(Data excerpts)
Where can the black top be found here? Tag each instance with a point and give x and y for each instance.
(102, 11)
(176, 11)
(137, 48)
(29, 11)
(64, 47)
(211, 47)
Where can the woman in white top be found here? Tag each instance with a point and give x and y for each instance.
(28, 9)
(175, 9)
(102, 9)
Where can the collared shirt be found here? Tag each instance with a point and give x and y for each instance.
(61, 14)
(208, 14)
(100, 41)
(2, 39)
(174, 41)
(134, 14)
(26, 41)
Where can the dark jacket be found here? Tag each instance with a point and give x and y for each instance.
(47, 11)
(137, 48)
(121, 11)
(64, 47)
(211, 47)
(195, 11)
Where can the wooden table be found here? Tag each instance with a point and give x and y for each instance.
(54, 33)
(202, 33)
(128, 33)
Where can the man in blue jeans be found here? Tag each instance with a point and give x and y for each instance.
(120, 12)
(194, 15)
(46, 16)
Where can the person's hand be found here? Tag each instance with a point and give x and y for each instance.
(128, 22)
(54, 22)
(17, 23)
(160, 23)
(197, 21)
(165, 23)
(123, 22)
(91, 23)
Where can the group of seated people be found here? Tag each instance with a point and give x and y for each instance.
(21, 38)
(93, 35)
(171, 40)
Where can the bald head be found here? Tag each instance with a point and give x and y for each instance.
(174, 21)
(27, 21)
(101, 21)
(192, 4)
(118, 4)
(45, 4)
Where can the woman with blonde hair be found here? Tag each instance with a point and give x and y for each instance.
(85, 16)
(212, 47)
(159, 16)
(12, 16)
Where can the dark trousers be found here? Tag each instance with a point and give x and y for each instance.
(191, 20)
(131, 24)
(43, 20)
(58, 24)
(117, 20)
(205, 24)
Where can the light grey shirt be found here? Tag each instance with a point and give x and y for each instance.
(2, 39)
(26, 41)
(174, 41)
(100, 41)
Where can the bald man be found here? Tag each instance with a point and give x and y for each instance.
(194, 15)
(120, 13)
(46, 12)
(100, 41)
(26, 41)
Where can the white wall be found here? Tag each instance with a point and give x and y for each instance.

WHAT IS EXPECTED
Output the lines from the one with "Where can the bald man" to the final line of the entries above, exactly as they stand, please, and nothing else.

RESULT OF THE EXERCISE
Where can the bald man be found here? Tag each instance with a point and give x and y for each instance.
(194, 15)
(120, 13)
(46, 12)
(100, 41)
(26, 41)
Where can the white wall be found here? Tag each instance with a point and give x and y for each instance.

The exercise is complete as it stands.